GIVEN INSTRUCTION – Every entry that follows should be reproduced exactly.

SOURCE RECORDS –

#####

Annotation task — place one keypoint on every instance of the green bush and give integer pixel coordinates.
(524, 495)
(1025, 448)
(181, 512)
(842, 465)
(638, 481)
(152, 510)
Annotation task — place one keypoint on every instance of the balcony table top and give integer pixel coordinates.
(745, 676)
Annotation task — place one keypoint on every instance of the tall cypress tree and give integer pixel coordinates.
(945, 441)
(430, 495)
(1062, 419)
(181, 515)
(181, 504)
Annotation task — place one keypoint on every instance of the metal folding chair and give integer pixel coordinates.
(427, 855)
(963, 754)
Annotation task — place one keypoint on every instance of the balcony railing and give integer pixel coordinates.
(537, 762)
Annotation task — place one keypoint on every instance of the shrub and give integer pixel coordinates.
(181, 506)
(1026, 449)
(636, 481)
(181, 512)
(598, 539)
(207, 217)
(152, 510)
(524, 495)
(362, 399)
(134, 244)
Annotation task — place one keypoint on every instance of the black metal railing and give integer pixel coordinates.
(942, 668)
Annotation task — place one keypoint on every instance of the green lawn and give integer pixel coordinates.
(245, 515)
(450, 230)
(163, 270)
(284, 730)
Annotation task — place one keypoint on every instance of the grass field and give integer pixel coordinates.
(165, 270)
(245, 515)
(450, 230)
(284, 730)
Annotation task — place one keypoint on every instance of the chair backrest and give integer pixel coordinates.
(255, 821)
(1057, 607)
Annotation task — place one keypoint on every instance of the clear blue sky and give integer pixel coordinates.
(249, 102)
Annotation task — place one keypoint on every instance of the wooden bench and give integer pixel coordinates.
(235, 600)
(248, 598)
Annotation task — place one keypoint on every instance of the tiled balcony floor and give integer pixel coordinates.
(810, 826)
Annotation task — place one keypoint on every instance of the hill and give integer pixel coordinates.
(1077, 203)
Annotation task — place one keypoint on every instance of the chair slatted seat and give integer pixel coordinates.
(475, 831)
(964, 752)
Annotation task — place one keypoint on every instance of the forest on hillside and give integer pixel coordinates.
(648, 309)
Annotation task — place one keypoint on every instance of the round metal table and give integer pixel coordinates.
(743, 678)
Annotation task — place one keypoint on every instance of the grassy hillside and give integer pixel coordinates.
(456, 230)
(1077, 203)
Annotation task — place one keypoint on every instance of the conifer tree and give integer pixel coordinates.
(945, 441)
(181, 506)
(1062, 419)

#####

FINISHED ANSWER –
Annotation task — place one keypoint on every instance of the green bush and give integer pixel coordinates.
(524, 495)
(1025, 448)
(181, 512)
(842, 465)
(638, 481)
(152, 510)
Annotation task — place one keypoint on every instance of the balcony table top and give integer pixel coordinates.
(745, 676)
Annotation task — place one keypoint on every instance of the tall cypress tree and give integer pixel coordinates.
(945, 441)
(430, 495)
(1062, 419)
(181, 515)
(181, 504)
Annotation task — place one keypoint on every instance of the metal folding chair and give integer pixel coordinates.
(427, 855)
(963, 754)
Annotation task — place one keypoint on every instance of the balcony railing and give integer pixel coordinates.
(537, 762)
Annotation task — place one keypoint on every instance of the shrub and give integer pixel coordinates.
(181, 506)
(1026, 449)
(636, 481)
(181, 512)
(598, 539)
(207, 217)
(152, 510)
(524, 495)
(362, 399)
(134, 244)
Annotation task — place one keypoint on every instance of the black metal railing and give integer pixel coordinates.
(942, 668)
Annotation task — place one keypoint on every instance of the green lawn and give integer pixel coordinates.
(245, 515)
(450, 230)
(163, 270)
(284, 730)
Annotation task — place one keypoint on every instance of the grass field and give integer pixel coordinates.
(165, 270)
(245, 515)
(450, 230)
(284, 730)
Annotation task — place one keypoint on every instance of the chair backrest and give integer pixel coordinates.
(255, 821)
(1057, 607)
Annotation task — place one keypoint on every instance of the clear blue sky and give integer pixel coordinates.
(249, 102)
Annotation task — place one keypoint on every instance of the wooden bench and give integer pixel coordinates.
(235, 600)
(248, 598)
Annotation task — place one keypoint on every instance of the tiled balcony floor and give integer pixel coordinates.
(810, 826)
Annotation task — place one keypoint on every instance of the hill and give integer pixel coordinates.
(1077, 203)
Annotation task — place one keypoint on every instance of the chair slatted seat and give integer pixel coordinates.
(475, 831)
(964, 752)
Annotation task — place one keypoint on every instance of the forest on hillside and give integer pixel coordinates.
(648, 309)
Annotation task — place one keypoint on every instance of the round metal table and give integer pixel coordinates.
(743, 678)
Annotation task — place one keypoint on every instance of the grassy hillside and give integer pixel coordinates.
(456, 230)
(1077, 203)
Annotation task — place one keypoint on every instance of the conifer tree and give integer pixel coordinates.
(945, 441)
(181, 506)
(1062, 419)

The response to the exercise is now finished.